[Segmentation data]
----

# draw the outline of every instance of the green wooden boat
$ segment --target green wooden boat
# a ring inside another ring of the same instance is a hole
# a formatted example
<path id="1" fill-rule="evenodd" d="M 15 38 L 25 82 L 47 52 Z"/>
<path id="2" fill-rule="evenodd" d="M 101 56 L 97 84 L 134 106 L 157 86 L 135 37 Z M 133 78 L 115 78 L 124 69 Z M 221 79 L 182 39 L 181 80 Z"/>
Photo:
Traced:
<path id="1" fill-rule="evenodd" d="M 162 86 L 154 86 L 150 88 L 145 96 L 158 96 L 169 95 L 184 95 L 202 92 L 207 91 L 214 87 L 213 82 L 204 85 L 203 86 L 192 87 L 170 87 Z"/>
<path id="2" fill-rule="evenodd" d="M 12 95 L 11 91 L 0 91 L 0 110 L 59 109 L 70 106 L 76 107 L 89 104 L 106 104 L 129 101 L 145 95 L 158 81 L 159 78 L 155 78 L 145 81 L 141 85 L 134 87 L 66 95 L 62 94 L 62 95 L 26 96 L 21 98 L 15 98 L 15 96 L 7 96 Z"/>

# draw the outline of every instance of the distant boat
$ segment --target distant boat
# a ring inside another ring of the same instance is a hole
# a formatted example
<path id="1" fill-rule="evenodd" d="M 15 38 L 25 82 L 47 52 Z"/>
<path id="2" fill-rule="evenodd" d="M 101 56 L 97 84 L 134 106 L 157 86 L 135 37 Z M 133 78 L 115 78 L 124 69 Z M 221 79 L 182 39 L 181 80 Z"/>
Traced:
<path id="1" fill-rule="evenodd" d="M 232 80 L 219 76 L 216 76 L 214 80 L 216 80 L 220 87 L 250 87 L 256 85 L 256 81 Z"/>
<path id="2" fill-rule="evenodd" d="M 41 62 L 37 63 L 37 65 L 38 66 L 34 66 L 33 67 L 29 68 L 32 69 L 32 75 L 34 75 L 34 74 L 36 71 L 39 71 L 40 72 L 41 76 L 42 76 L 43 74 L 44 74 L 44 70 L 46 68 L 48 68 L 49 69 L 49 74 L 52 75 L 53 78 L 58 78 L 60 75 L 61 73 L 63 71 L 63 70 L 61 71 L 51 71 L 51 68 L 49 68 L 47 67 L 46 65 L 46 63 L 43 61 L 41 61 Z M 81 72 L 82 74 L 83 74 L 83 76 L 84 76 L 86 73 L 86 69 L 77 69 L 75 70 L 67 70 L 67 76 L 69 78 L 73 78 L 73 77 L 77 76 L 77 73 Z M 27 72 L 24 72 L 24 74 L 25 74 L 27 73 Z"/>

----

*Goal*
Find the line with "# draw the outline of every instance of the distant" in the listing above, then write out that line and each remaining line exactly, with no other text.

*Response to this exercise*
# draw the outline of every instance of the distant boat
$ segment --target distant boat
# a ring inside another ring of the same instance is a hole
# a formatted example
<path id="1" fill-rule="evenodd" d="M 15 38 L 25 82 L 47 52 Z"/>
<path id="2" fill-rule="evenodd" d="M 101 56 L 97 84 L 134 106 L 157 86 L 135 37 Z M 133 78 L 115 78 L 124 69 Z M 221 79 L 182 39 L 181 80 Z"/>
Traced:
<path id="1" fill-rule="evenodd" d="M 232 80 L 219 76 L 216 76 L 214 80 L 216 80 L 220 87 L 250 87 L 256 85 L 256 81 Z"/>
<path id="2" fill-rule="evenodd" d="M 41 62 L 37 63 L 37 65 L 38 66 L 34 66 L 33 67 L 29 68 L 32 69 L 32 75 L 34 75 L 34 74 L 36 71 L 39 71 L 40 72 L 41 76 L 42 76 L 43 74 L 44 74 L 44 70 L 46 68 L 48 68 L 49 69 L 49 74 L 52 75 L 53 78 L 58 78 L 60 75 L 61 73 L 63 71 L 63 70 L 61 71 L 51 71 L 51 68 L 49 68 L 47 67 L 46 65 L 46 63 L 43 61 L 41 61 Z M 81 72 L 82 74 L 83 74 L 83 76 L 84 76 L 86 73 L 86 69 L 77 69 L 75 70 L 67 70 L 67 76 L 69 78 L 73 78 L 73 77 L 77 76 L 77 73 Z M 27 72 L 24 72 L 24 74 L 25 74 L 27 73 Z"/>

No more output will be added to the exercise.